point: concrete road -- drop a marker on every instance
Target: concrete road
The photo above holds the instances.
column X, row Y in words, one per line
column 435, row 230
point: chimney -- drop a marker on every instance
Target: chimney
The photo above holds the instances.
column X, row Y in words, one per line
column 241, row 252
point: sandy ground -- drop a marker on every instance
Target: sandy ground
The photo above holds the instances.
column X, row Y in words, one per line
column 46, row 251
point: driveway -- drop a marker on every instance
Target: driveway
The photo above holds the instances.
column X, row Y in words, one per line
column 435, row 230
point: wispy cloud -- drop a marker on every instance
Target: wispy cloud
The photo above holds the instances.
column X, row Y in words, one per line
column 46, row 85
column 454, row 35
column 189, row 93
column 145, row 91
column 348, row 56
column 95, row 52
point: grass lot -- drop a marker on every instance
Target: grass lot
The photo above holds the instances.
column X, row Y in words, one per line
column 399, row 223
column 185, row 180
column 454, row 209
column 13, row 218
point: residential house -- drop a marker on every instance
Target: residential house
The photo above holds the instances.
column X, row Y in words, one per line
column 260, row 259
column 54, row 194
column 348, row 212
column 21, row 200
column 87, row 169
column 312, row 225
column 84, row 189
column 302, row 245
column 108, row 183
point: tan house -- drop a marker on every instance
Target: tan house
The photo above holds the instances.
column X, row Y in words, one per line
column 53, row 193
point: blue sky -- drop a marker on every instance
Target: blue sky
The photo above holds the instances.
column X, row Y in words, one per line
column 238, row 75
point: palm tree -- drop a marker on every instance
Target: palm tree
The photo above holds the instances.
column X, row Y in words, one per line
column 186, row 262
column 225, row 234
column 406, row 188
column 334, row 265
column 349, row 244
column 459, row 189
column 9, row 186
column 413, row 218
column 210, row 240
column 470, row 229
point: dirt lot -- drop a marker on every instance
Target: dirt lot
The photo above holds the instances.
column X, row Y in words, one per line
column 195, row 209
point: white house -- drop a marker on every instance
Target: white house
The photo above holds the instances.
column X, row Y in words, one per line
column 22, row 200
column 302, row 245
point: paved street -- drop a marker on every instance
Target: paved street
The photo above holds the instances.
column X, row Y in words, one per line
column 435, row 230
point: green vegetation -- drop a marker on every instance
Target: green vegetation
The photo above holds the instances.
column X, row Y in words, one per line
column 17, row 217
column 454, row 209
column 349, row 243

---

TASK TO CARRY OUT: Reproduce word for word everything in the material above, from its first line down through the line containing "column 53, row 193", including that line.

TASK OUTPUT:
point: concrete road -- drop a marker on every instance
Target: concrete road
The photo above holds the instances.
column X, row Y in words, one per line
column 435, row 230
point: chimney -- drop a marker on every instance
Target: chimney
The photo above holds the instances.
column X, row Y in words, one per line
column 241, row 252
point: sandy ground -- drop a marker on every instance
Target: sandy ground
The photo above holds the instances.
column X, row Y in words, one per line
column 46, row 251
point: driveway -- drop a marker on every instance
Target: driveway
The photo above holds the instances.
column X, row Y in words, one per line
column 435, row 230
point: wispy cloud -- drop a marker on every instance
Target: wispy cloud
The photo above holds the instances.
column X, row Y in words, one per line
column 46, row 85
column 454, row 35
column 189, row 93
column 145, row 91
column 348, row 56
column 95, row 52
point: grass lot -- drop a marker on every instance
Target: grass lot
The photo above holds the instances.
column X, row Y in words, one per line
column 399, row 223
column 185, row 180
column 454, row 209
column 13, row 218
point: residential house -- drop a marker on every instance
Target: residential house
The photo above holds the instances.
column X, row Y in words, one per line
column 260, row 259
column 54, row 194
column 348, row 212
column 21, row 200
column 87, row 169
column 312, row 225
column 84, row 189
column 302, row 245
column 108, row 183
point: tan house -- drop a marker on every instance
Target: tan house
The photo above holds the instances.
column X, row Y in words, one per line
column 53, row 193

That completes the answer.